Exercise goal:
Pull out every line in the records below that contains the word "Target".

Provided entries:
"""

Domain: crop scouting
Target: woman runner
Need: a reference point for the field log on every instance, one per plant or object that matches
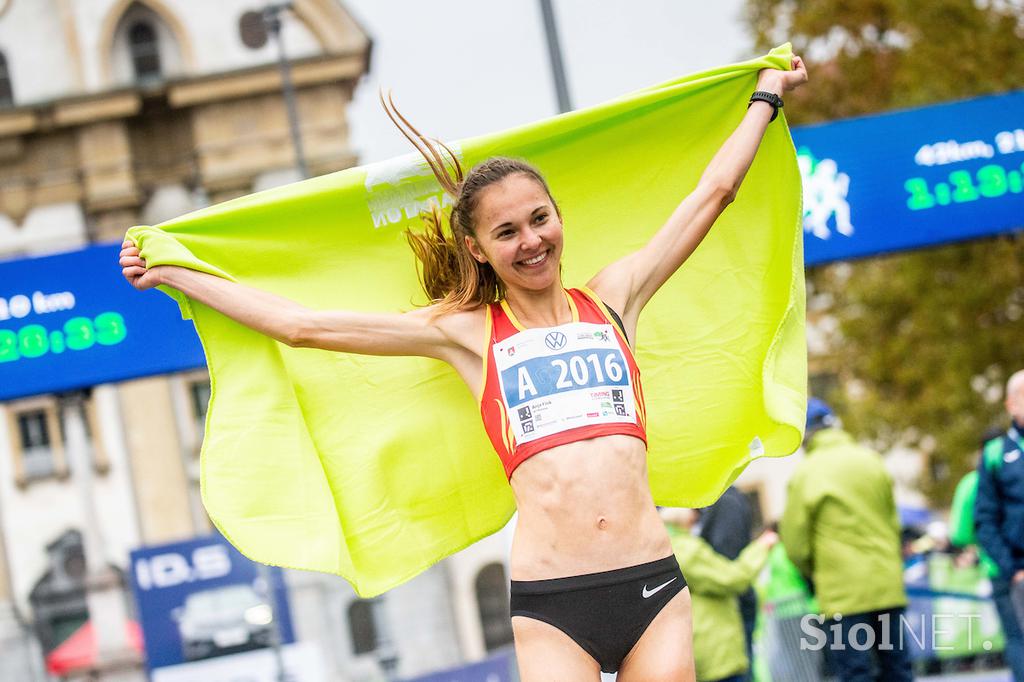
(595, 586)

"""
"""

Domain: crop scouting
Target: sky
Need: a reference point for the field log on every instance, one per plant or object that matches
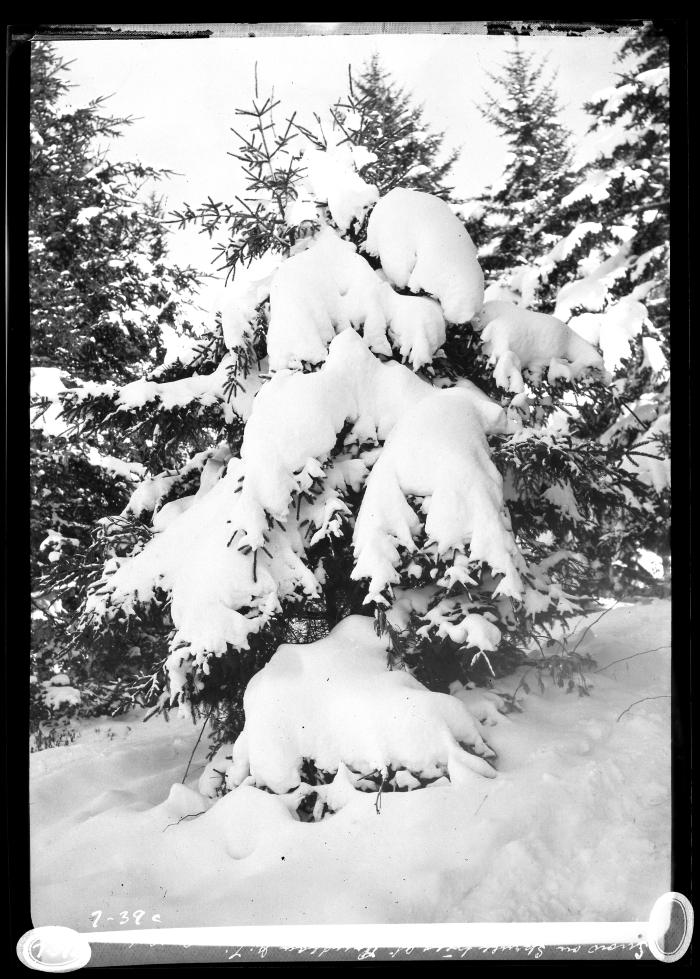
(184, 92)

"""
"""

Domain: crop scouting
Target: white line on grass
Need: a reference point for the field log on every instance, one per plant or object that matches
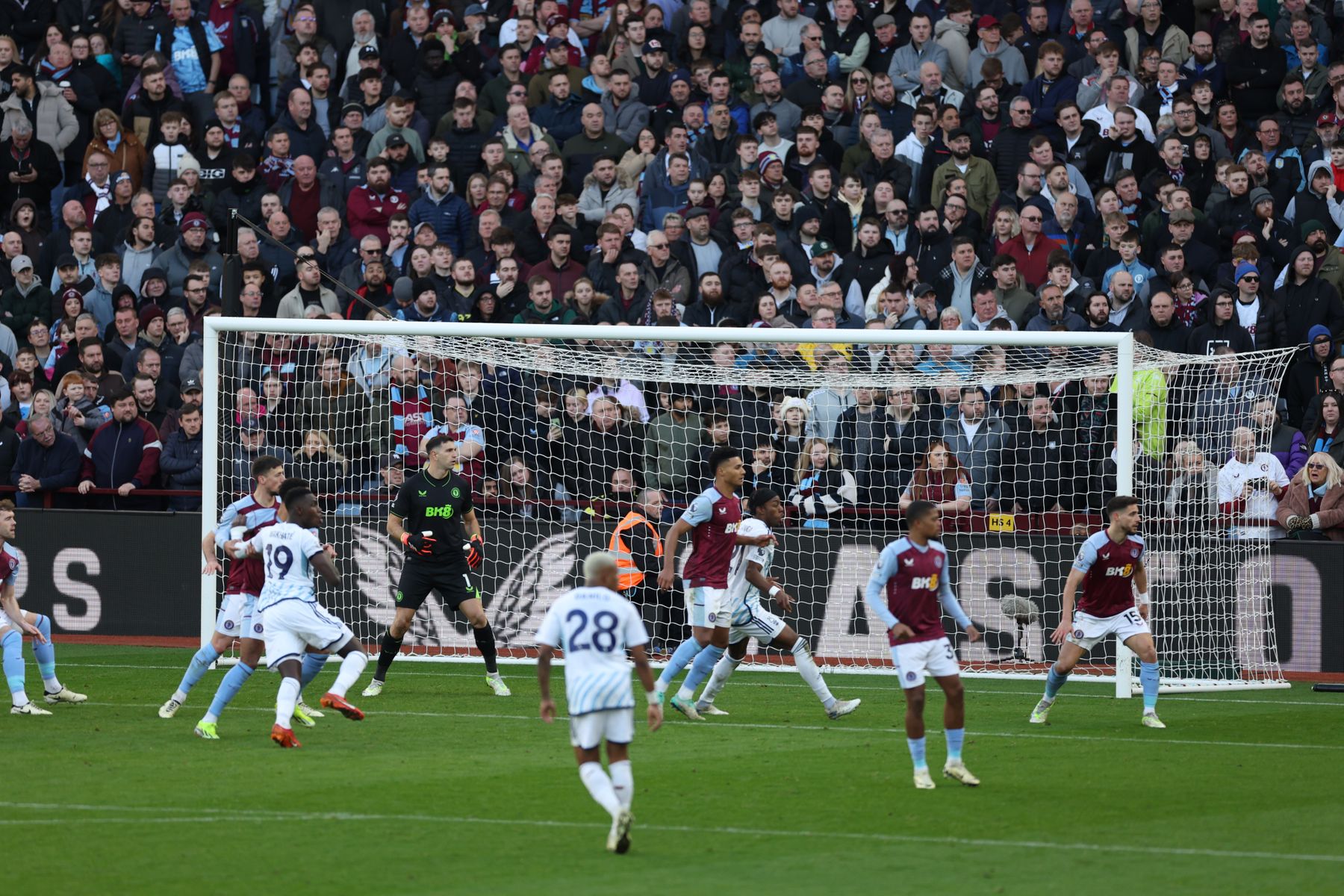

"""

Answer to the exercise:
Target: woman runner
Target: sky
Target: white line on grass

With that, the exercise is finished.